Data under study below:

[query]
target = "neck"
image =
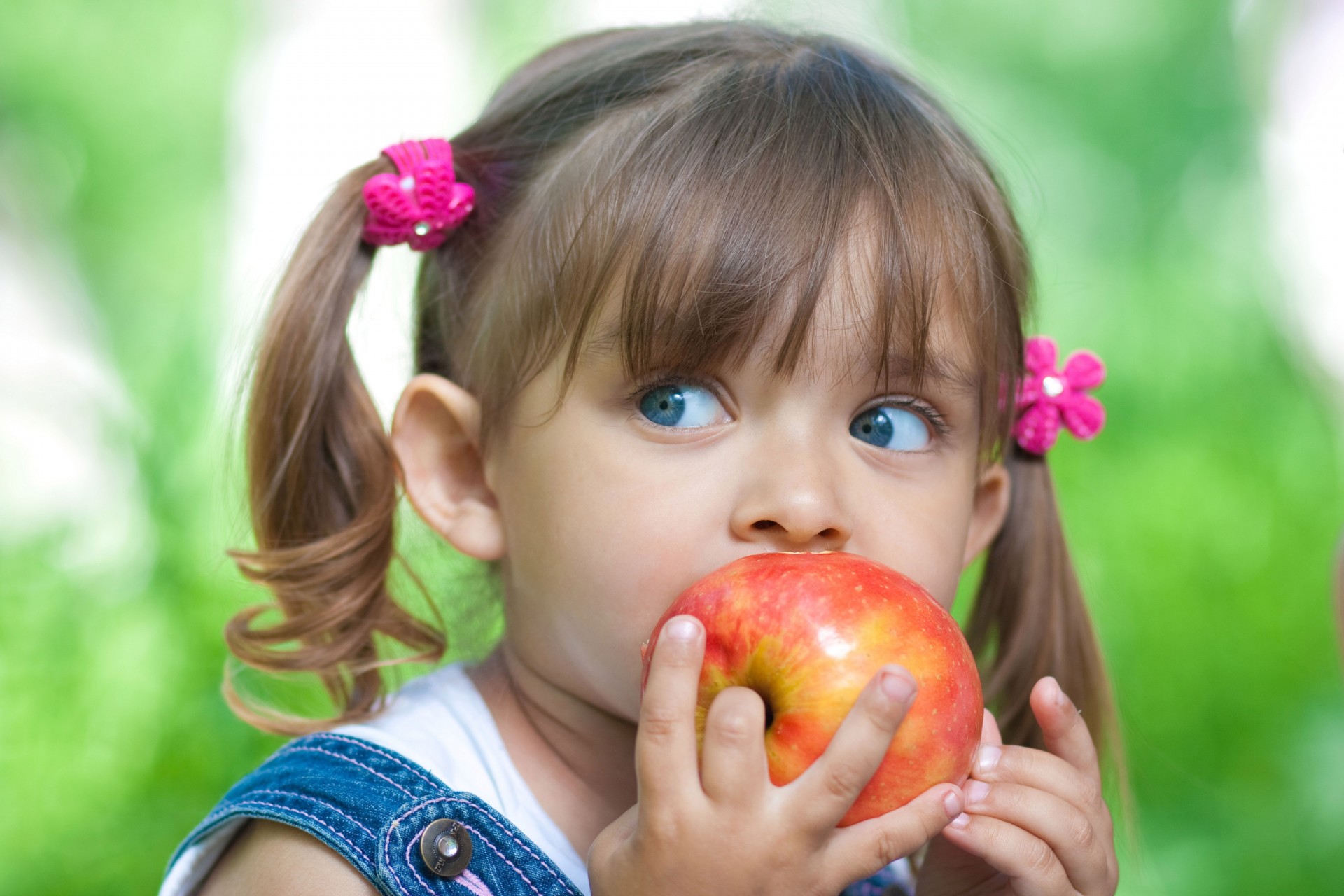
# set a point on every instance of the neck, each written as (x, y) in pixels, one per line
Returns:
(577, 758)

End of Data under study.

State how many lines of the entries above include the string "neck". The reply is that number alone.

Task solution: 2